#### [Extract]
▼▼▼
On December 4, 2013 meteorologists announced that Australia's spring was officially the warmest on record with astounding daily maximums of 3.7 degrees (F) temperatures above average across virtually the entire continent, eclipsing the previous record set in 2006 by about 0.9 degrees (F).

Droughts beget firestorms, which plagued central and eastern New South Wales in September and October. A stifling heat wave across the northern tropics in Fitzroy Crossing, northern Western Australia, reached 104 degrees (F) each day for 29 consecutive days in October, an unprecedented sequence of events at any Australian station this early in springtime -- since the inception of continuous record keeping.

On December 5, 2013 storms, floods and fierce tidal surges lashed the U.K. The pictures of the wrath of an over-heated mother nature are indeed worth a thousand words.

On the other side of the world, the next day, the air quality in China was so toxic from burning coal, automobile exhausts and factories smoke stacks that the government cancelled all public sporting events in both Beijing and Shanghai and advised all citizens not to go outside.

A putrid yellow haze hung over China's financial center reducing visibility to a few feet in Shanghai - the colossal skyline of the city was barely visible to the naked eye.

Shanghai's concentration of tiny toxic PM 2.5 particles was 602.5 micrograms per cubic meter, an extremely hazardous level that shattered all previous records for poisonous air pollution. By the way, that compares to the World Heath Organization's acceptable safety standard of air quality of 25 micrograms per cubic meter. In addition, methyl-mercury from burning gigatons of coal in China is now showing up in samples from our California blue whales at off-the-chart levels never witnessed before.

As Earth's oceans attempt to contend with an escalated rate of burning coal from China, the United Sates, India and elsewhere they are absorbing at least 33 million metric tons of CO2 daily and in this process - acidifying faster than the previous 300 million years of geologic time.
▲▲▲
#### [Extracted entries]
▼▼▼
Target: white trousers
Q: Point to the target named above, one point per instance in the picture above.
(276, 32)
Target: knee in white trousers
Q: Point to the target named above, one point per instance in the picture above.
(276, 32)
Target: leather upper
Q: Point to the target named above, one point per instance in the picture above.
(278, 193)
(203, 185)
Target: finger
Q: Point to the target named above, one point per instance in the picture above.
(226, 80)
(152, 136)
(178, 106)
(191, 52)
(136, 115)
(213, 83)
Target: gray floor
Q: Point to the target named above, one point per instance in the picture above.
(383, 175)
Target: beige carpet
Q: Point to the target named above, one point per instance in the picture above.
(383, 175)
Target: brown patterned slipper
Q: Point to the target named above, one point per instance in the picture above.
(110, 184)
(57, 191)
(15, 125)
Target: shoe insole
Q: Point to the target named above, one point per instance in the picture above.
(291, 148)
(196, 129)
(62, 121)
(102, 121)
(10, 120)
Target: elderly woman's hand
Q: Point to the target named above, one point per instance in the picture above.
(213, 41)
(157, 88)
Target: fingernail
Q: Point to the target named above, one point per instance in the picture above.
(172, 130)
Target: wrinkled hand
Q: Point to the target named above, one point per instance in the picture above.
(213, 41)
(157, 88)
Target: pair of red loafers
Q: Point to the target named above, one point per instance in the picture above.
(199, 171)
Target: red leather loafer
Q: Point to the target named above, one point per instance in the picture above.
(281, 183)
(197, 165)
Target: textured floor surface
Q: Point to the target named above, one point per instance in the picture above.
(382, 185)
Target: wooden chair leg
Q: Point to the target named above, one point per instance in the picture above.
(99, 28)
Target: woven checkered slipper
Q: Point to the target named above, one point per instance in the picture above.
▲▲▲
▼▼▼
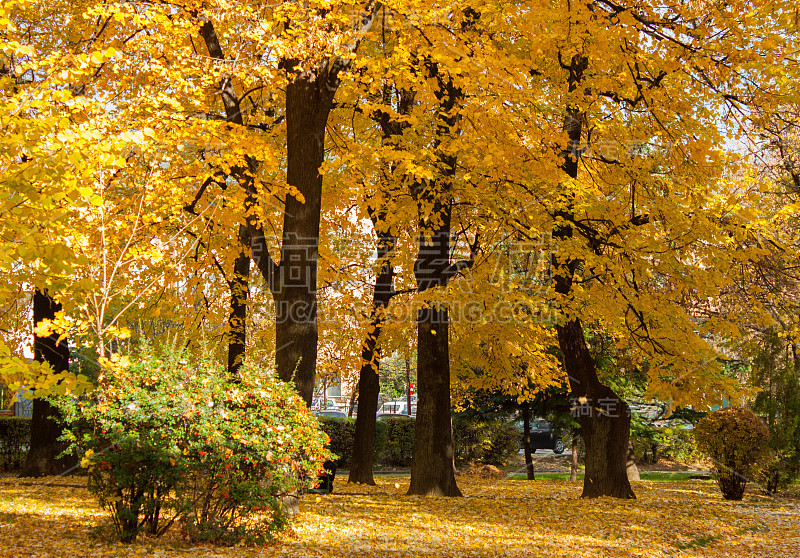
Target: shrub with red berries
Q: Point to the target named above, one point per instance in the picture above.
▲▲▲
▼▼▼
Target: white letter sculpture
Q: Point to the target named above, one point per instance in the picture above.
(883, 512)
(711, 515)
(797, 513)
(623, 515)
▲▲▲
#### [What is being asked]
Reproduce the stretch from "A putrid yellow" through "the naked eye." in the extreme-weather text above, word for word.

#### [Task answer]
A putrid yellow haze hung over China's financial center reducing visibility to a few feet in Shanghai - the colossal skyline of the city was barely visible to the naked eye.